→ **SHORT TASK**
Continue the text on why haworthias turn from green to brown, picking up after its final sentence.

→ **TEXT BLOCK**
>>>>
Haworthia is a genus of succulent plants native to the southern parts of Africa. They are usually small rosette forming plants with fleshy leaves that are hard in some species and softer, with translucent window like tops in others. There is a great variety of plants within this genus.
Haworthia are mostly green in colour and grow in shaded or semi-shaded positions (under trees, bushes or rock overhangs) in their natural environment. A lot of the species will withstand full sun if acclimatised, but their shape and colour will change. Just like with the majority of all other succulents, Haworthias respond to sun exposure, water, seasons and weather.
The genus of Haworthia is a large one and has gained popularity among succulent enthusiast for their shapes, leaf patterns and the fact they are quite small growing. Because they are mostly shade loving plants, Haworthia (unlike most other succulents) will happily live in a bright and airy spot indoors. They are also not fussy, easy to look after and can be kept in cute little pots.
Sometimes, for various reasons, haworthias may turn from green to brown or reddish colour. This may or may not be bad news (it mostly isn’t). So why do they change?
Haworthias can turn from green to brown colour as a response to stress from the sun, seasons, temperature, water or even pot size.
We will cover each reason that we know of in detail based on our experience of growing these plants in our nursery and determine whether a particular change is a reason for concern or quite natural and what can be done to make them grow green again.
<<<<
→ **DATASET EXCERPT**
>>>>
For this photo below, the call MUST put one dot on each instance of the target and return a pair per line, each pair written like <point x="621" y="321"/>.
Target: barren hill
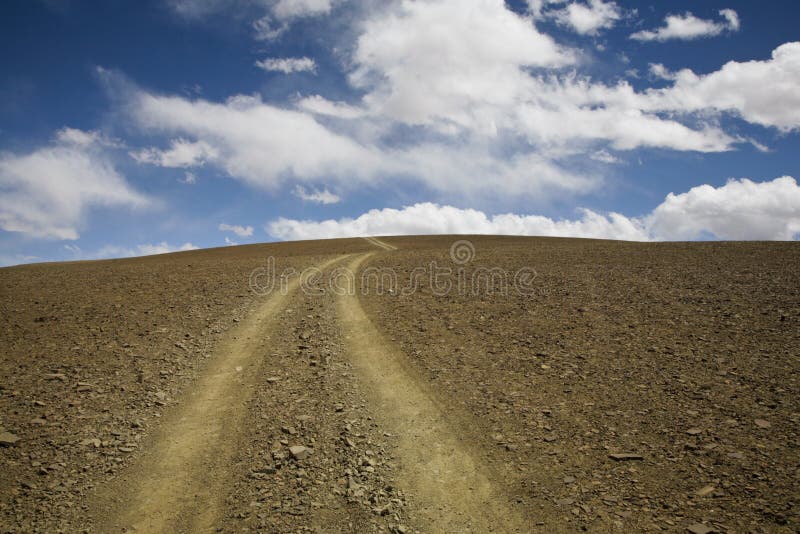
<<<<
→ **SOLVED PROBLEM**
As stated above Haworthia usually grow in shaded spots in their natural environment. The plants grown in our nursery live in a greenhouse with a 30% shade cloth. In summer, however, we double up the shadecloth as the sun during heatwaves of 40C (104F) and over can stress the plants too much and even burn the foliage. As a result all the plants are a pretty shade of green.
If Haworthia are exposed to too much sun, especially on warm days and in the afternoon when the sun is strongest, the leaves can start browning and loosing the green colour. This change is also likely to happen more in summer when the sun is out longer and the intensity of UV is higher.
To stop the browning process, the plants simply need to be moved out of the sun and in shade. There is a bit of balance that needs to be maintained as when the Haworthia are in too dark a spot, they will start stretching in search of light and the growth will not be compact.
The browning caused by sun exposure is not likely to hurt the plants, unless the sun is too strong and causes sunburn, and can be reversed quite easily by a move to the shade.
Seasons & Weather
A large number of succulents respond to changes in the seasons by developing different colours. Some species from the Haworthia genus are also prone to this. The change is usually triggered by dip in temperatures.
The colder it is, the more colourful the succulent. Because Haworthia is a large genus it would be hard to name all the individual plants that can change colour with the seasons. If you see brownish, red or orange colours during autumn/ winter, this is likely due to seasons. Sometimes this can also happen when the temperatures drop during the warm months.
The colour change is quite natural and the colours will revert back to green when winter and cold weather pass. When the plant is moved into a warm environment (greenhouse/ indoors), the browning may not occur.
Haworthia are not frost hardy and, therefore, should not be left outdoors when frost is expected. They will happily live outdoors if the temperature does not dip below 0C (32F).
In our experience Haworthia do not mind water, especially when warm. The sun and lack of water can be a bit of a double whammy and usually speeds up the browning process.
During droughts we sometimes (and we know this is unorthodox to do with succulents, but it works) put Haworthia and other shade lovers into tubs of water. We leave the water to dry out and refill when the potting mix has also dried, but this works a treat for us and prevents the loss of green colour. It is important to point out that our nursery is in Australia and in summer temperatures climb well over 40C (104F) often and rain can be unreliable.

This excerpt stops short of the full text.